Problema posto 1
Cita alla lettera il passo del testo su Hugo Wolf che va da "Scavando più da" fino a "sia acquisizione facile.".
Problema posto 2
Scrivi il seguito del testo su Hugo Wolf, cominciando subito dopo la sua ultima frase.

Estratto fornito
= = = = =
Hugo Wolf non è una personalità facile da decifrare: sembrerebbe il prototipo del motto "genio e sregolatezza", l'incarnazione ideale del Wanderer romantico, di un Wanderer però ormai in ritardo di cinquant'anni e quindi ancor più spaesato e insoddisfatto, in questo senso immagine del decadente in conflitto con il proprio tempo.
Scavando più da vicino, questa silhouette dai contorni così sicuri comincia a rivelare sfaccettature insospettate, non di rado contraddittorie, certamente capaci di ridimensionare approssimazioni e luoghi comuni, che nascono soprattutto dalla scarsa dimestichezza con un autore che non ha avuto vasta circolazione al di fuori del mondo austro-tedesco. E non l'ha avuta non per disistima o per partito preso, ma per il fatto di essere legato a un unico genere, quello del Lied per canto e pianoforte, che l'ostacolo della lingua rende di per sé ostico agli stranieri; aggiungiamo poi uno stile variegato, duttile, denso di innovazioni e sottintesi, e sarà evidente come l'approccio diretto, la confidenza con Wolf non sia acquisizione facile.
= = = = =
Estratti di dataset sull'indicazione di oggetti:

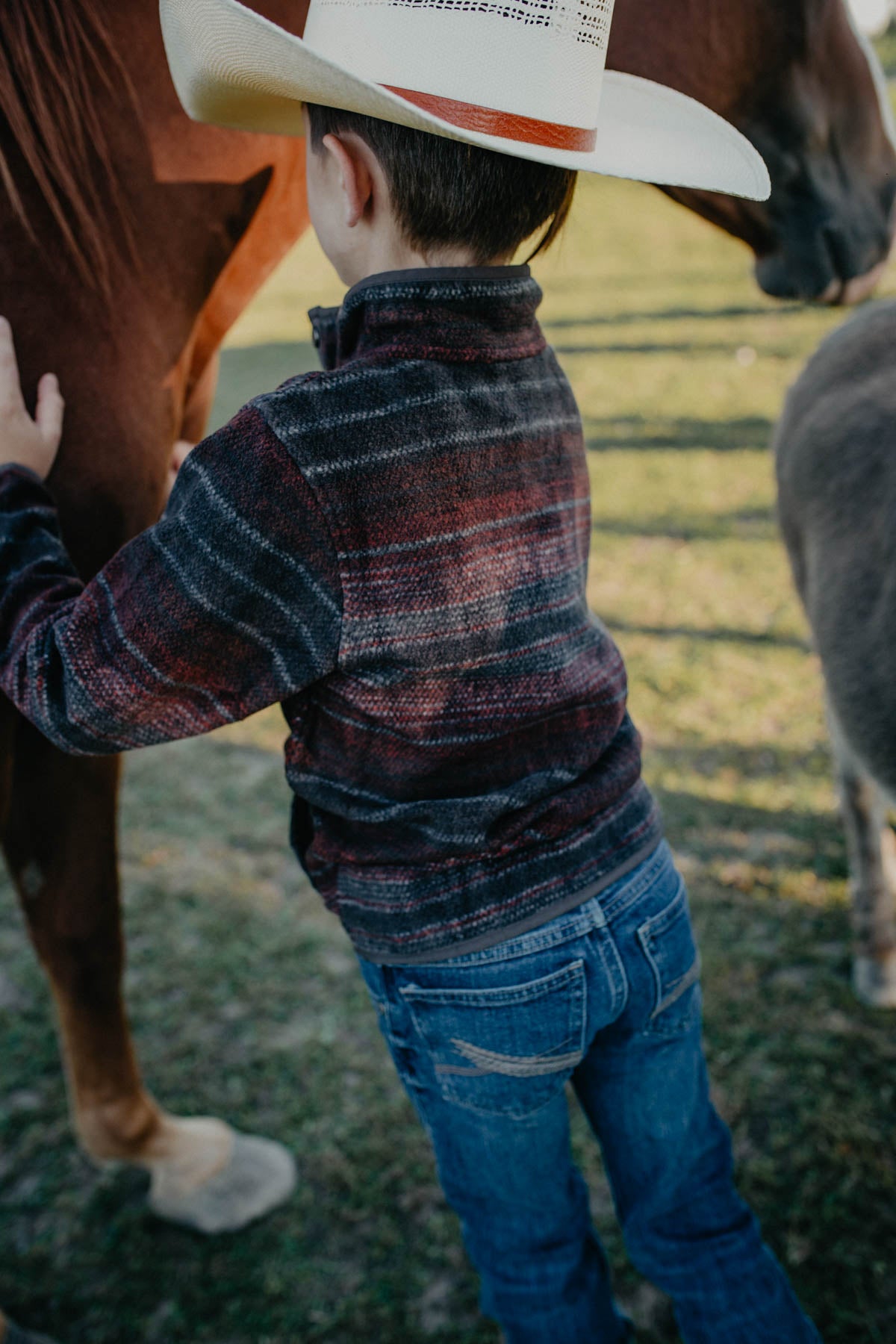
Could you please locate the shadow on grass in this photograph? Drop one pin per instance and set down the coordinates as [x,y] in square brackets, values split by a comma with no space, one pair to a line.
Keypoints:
[249,370]
[692,349]
[747,524]
[675,315]
[637,435]
[712,635]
= = = = =
Risposta 1
Scavando più da vicino, questa silhouette dai contorni così sicuri comincia a rivelare sfaccettature insospettate, non di rado contraddittorie, certamente capaci di ridimensionare approssimazioni e luoghi comuni, che nascono soprattutto dalla scarsa dimestichezza con un autore che non ha avuto vasta circolazione al di fuori del mondo austro-tedesco. E non l'ha avuta non per disistima o per partito preso, ma per il fatto di essere legato a un unico genere, quello del Lied per canto e pianoforte, che l'ostacolo della lingua rende di per sé ostico agli stranieri; aggiungiamo poi uno stile variegato, duttile, denso di innovazioni e sottintesi, e sarà evidente come l'approccio diretto, la confidenza con Wolf non sia acquisizione facile.

Risposta 2
Wolf presta alcuni lineamenti all'Adrian Leverkühn di Thomas Mann, lo sfortunato compositore protagonista del Doktor Faustus: la pazzia latente che esplode portando alla morte, le improvvise escandescenze… Allusioni fondate e convalidate, che, mescolandosi però, sotto la penna di Mann, a elementi riferiti a Schoenberg e a Mahler, possono fuorviare riguardo all'autentico stile wolfiano. Che è asciutto, controllatissimo, lucido e vivace: può condensare abissi di disperazione nel volgere di un minuto e aprirsi con la stessa immediatezza al più beato dei sorrisi. Horror vacui, melancholia, Volkslied, spensieratezza: lo sguardo, e soprattutto il cuore di Wolf coglie tutto e lo trasforma in Lied, con una flessibilità d'accenti che rivela il dominio assoluto della forma e della materia. Persino nell'organizzare la materia procede con ordine: prima si dedica a Eichendorff, poi a Mörike, quindi a Goethe, e ogni volta squaderna decine di Lieder, veri ritratti musicali di ogni singolo poeta, visto naturalmente dall'angolazione libera e soggettiva del compositore.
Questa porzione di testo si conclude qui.